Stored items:

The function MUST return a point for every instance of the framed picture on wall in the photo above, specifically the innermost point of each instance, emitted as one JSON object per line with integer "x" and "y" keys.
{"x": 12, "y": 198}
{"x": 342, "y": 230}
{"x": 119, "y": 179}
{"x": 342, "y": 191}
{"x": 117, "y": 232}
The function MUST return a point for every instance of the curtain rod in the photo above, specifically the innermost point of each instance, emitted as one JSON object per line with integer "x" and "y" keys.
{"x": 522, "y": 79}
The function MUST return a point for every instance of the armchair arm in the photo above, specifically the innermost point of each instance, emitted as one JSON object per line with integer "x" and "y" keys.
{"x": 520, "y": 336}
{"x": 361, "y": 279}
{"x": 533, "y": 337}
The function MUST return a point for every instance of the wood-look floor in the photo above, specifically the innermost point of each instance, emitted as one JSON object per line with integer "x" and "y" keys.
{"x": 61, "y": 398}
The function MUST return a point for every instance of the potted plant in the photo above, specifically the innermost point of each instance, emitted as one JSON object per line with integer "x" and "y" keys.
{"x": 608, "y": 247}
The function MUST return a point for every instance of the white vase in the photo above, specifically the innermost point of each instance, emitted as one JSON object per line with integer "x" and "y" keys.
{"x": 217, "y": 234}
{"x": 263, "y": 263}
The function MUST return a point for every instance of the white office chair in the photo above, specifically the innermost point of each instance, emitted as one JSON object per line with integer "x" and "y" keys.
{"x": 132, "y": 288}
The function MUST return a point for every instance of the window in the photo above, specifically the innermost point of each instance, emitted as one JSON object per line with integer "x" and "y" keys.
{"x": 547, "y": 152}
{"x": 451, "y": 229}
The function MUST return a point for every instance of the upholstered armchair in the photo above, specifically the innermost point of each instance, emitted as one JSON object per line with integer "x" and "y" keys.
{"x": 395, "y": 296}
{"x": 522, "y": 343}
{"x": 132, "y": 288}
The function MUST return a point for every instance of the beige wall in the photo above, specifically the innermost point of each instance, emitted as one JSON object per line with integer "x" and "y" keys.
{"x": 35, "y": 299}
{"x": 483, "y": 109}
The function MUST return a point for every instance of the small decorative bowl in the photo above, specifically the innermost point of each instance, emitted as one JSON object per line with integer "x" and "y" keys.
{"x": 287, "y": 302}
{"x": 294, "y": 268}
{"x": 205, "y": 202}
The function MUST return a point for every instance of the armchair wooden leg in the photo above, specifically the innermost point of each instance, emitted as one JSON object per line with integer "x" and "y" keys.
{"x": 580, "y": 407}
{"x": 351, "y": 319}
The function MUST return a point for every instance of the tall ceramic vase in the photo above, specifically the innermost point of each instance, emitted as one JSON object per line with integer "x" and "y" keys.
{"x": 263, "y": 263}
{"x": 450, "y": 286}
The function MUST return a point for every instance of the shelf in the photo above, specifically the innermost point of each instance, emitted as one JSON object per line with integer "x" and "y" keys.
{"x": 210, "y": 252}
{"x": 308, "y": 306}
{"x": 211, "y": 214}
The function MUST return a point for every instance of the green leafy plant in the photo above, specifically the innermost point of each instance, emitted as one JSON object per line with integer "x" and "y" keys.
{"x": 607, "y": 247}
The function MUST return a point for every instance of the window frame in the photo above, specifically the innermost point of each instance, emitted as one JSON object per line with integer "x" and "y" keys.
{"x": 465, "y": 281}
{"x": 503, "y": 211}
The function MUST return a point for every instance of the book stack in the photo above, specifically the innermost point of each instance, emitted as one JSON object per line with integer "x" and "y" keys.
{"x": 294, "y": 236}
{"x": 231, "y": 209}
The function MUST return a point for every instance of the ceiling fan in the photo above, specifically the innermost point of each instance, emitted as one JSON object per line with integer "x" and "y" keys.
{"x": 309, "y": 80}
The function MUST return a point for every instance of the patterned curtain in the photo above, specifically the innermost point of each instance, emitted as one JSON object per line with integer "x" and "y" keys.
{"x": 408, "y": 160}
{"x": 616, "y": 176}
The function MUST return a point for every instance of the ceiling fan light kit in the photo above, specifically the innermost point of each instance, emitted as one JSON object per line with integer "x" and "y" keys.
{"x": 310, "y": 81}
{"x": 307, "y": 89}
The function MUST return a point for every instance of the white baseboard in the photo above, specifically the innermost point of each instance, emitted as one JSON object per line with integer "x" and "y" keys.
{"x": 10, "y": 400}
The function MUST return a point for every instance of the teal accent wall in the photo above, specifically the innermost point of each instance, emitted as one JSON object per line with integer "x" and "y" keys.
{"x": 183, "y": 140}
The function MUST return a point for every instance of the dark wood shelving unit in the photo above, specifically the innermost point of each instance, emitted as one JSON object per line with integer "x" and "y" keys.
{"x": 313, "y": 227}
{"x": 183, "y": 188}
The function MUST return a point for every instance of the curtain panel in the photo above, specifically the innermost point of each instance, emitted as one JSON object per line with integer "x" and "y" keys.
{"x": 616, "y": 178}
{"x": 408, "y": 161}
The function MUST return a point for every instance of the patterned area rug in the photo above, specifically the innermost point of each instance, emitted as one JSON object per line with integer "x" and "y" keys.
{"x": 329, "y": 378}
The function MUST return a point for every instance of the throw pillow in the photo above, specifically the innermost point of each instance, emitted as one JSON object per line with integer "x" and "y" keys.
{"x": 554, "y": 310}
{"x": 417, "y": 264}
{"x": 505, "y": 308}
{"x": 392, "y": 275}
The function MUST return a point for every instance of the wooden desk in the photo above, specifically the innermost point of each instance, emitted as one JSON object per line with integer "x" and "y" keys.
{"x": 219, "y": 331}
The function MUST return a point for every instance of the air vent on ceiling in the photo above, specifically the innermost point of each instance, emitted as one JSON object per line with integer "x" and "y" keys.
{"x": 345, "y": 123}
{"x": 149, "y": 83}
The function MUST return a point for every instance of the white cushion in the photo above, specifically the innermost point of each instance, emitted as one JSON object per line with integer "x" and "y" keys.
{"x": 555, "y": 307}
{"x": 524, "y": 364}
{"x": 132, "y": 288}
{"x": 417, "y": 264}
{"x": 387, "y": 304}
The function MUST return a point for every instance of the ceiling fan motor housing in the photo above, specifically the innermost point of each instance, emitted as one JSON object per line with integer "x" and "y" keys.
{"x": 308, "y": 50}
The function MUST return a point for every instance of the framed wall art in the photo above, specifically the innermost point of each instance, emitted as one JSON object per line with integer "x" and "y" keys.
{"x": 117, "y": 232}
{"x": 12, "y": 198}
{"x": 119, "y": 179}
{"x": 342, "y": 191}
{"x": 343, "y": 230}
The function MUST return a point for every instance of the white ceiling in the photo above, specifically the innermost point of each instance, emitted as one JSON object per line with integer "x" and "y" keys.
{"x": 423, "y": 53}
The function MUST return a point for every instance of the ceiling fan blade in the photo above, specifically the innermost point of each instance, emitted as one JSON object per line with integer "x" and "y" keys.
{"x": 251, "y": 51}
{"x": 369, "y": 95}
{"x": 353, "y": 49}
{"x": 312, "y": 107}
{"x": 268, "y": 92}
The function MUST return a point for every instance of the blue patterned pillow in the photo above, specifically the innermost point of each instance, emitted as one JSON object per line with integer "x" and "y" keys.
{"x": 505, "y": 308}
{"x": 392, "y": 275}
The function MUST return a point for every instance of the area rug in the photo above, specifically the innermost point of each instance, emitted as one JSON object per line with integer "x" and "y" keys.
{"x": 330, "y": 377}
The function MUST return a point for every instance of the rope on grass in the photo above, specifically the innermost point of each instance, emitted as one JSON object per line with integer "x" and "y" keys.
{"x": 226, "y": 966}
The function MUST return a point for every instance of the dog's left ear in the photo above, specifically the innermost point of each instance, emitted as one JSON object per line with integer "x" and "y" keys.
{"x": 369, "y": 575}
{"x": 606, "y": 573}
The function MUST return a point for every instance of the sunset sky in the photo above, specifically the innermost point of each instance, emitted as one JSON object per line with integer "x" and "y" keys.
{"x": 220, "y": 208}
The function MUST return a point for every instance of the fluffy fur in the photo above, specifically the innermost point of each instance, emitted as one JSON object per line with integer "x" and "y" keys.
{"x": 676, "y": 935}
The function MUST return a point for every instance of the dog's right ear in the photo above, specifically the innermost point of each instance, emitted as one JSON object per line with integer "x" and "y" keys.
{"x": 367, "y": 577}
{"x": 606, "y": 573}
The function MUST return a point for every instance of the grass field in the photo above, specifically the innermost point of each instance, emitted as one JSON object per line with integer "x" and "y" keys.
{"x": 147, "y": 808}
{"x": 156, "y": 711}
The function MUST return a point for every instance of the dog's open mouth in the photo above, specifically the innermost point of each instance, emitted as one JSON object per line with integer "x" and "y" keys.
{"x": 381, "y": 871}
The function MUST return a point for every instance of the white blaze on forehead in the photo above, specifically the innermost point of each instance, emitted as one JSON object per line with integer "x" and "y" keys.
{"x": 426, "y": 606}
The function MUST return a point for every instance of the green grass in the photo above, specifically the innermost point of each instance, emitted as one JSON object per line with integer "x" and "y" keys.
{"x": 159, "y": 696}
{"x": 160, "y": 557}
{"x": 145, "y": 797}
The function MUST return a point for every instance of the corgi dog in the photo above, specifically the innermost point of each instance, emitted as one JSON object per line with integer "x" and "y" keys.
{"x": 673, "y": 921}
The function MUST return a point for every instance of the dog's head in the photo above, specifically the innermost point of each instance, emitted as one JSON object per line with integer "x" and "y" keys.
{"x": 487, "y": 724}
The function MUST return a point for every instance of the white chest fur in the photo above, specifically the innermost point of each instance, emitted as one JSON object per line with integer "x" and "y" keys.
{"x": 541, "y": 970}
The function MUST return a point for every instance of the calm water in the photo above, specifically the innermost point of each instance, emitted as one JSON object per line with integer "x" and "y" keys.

◆ Work task
Only the lines from the line with "of the corgi" to the final line of the entries are to be returned, each exactly as written, both ends included.

◆ Result
The function MUST return a point for every instance of the corgi dog in the photo above, specifically the innermost point of each instance, emitted as one JSON object per line with integer "x" and "y" keys.
{"x": 673, "y": 921}
The function MUST return a point for every instance of the dog's head in the photo above, specifically the innermost point of each instance, emitted as one JSON object per line with integer "x" and "y" keys.
{"x": 487, "y": 724}
The function MUST return a point for every instance of the white chest fur in the photo above, specifically the innermost point of each instance, emitted as one JSON object per line with integer "x" and "y" keys.
{"x": 541, "y": 970}
The function MUST return a point for every instance of the calm water in the photo above, specifically the innermost point of each instance, emitted as one JSON object per line with integer "x" and "y" keys.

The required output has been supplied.